======== RECORD SET ========

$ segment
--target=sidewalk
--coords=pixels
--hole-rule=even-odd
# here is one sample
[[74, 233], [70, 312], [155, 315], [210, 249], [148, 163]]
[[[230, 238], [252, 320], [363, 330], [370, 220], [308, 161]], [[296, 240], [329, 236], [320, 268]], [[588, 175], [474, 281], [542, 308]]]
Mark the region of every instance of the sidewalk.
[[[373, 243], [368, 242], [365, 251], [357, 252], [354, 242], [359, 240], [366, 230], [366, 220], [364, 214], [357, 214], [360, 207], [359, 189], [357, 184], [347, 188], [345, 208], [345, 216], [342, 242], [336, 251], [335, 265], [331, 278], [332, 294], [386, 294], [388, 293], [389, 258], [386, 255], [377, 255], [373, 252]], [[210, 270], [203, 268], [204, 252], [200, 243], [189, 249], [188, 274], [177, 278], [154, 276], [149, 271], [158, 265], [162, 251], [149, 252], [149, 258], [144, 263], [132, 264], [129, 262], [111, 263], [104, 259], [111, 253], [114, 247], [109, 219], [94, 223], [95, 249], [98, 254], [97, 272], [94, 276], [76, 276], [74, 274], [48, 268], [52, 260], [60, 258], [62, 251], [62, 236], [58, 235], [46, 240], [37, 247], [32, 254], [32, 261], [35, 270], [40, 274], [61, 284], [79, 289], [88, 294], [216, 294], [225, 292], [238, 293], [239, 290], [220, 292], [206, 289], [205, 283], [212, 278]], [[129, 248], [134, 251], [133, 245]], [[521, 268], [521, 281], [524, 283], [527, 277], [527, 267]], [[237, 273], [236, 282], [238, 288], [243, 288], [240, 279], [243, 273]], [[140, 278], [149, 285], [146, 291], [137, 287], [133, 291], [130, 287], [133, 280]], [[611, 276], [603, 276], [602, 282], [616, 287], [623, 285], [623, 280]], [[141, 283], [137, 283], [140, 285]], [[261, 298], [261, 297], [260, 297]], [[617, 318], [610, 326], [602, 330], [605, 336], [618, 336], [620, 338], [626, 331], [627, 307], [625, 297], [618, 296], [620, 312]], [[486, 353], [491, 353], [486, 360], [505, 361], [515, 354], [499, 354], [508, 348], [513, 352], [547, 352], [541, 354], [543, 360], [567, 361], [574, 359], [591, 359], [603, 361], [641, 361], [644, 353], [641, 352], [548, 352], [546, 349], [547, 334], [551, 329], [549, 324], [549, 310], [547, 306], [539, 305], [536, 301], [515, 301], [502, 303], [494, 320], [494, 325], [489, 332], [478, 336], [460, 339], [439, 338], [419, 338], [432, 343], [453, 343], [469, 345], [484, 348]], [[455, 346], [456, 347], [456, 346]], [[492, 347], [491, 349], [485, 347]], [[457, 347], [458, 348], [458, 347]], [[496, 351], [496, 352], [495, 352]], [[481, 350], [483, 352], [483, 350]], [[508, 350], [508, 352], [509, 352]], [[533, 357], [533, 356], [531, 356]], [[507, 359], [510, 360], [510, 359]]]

========

● **DESCRIPTION OF THE TASK**: Reproduce all of the material above, substituting "crosswalk" for each occurrence of "sidewalk" and leaving everything else unchanged.

● **OUTPUT**:
$ segment
--target=crosswalk
--coords=pixels
--hole-rule=even-odd
# here is one sample
[[74, 233], [70, 312], [155, 315], [210, 249], [148, 163]]
[[[230, 238], [252, 320], [363, 330], [370, 220], [308, 161]], [[296, 240], [329, 236], [320, 268]], [[588, 175], [474, 281], [542, 308]]]
Mark the region of every instance of the crosswalk.
[[[373, 243], [368, 242], [365, 251], [357, 252], [354, 242], [359, 240], [366, 230], [366, 220], [364, 214], [357, 214], [360, 207], [359, 189], [357, 184], [347, 188], [345, 208], [345, 216], [342, 242], [336, 251], [335, 265], [331, 278], [332, 294], [386, 294], [388, 293], [389, 258], [386, 255], [377, 255], [373, 252]], [[210, 270], [203, 268], [204, 252], [200, 243], [189, 249], [188, 274], [177, 278], [154, 276], [149, 271], [158, 265], [162, 251], [149, 252], [149, 258], [144, 263], [132, 264], [129, 262], [111, 263], [104, 259], [111, 253], [114, 247], [109, 219], [94, 223], [95, 249], [98, 254], [97, 272], [94, 276], [76, 276], [74, 274], [48, 268], [52, 260], [60, 258], [62, 251], [62, 236], [58, 235], [46, 240], [37, 247], [32, 254], [32, 261], [35, 270], [40, 274], [61, 284], [79, 289], [88, 294], [216, 294], [225, 292], [238, 293], [239, 290], [220, 292], [206, 289], [205, 283], [212, 278]], [[129, 248], [134, 251], [133, 245]], [[521, 268], [521, 281], [524, 283], [527, 277], [527, 267]], [[237, 273], [236, 282], [238, 288], [243, 288], [240, 279], [243, 273]], [[140, 278], [149, 285], [146, 291], [137, 287], [133, 291], [130, 287], [133, 280]], [[611, 276], [603, 276], [602, 282], [616, 287], [623, 285], [623, 280]], [[141, 283], [137, 283], [140, 285]], [[261, 298], [261, 297], [260, 297]], [[617, 318], [610, 326], [602, 330], [605, 336], [618, 336], [620, 338], [626, 331], [627, 307], [625, 297], [618, 296], [620, 312]], [[486, 353], [491, 353], [486, 360], [505, 361], [515, 354], [499, 354], [508, 348], [513, 352], [547, 352], [541, 354], [543, 360], [567, 361], [574, 359], [591, 359], [603, 361], [641, 361], [644, 353], [641, 352], [548, 352], [546, 349], [547, 334], [551, 329], [549, 324], [549, 310], [547, 306], [539, 305], [536, 301], [515, 301], [502, 303], [494, 320], [494, 325], [489, 332], [478, 336], [460, 339], [439, 338], [419, 338], [432, 343], [453, 343], [469, 345], [484, 348]], [[455, 346], [456, 347], [456, 346]], [[492, 347], [491, 349], [485, 347]], [[457, 347], [458, 348], [458, 347]], [[496, 351], [496, 352], [495, 352]], [[481, 350], [483, 352], [483, 350]], [[508, 350], [508, 352], [509, 352]], [[533, 357], [533, 356], [531, 356]], [[507, 359], [510, 360], [510, 359]]]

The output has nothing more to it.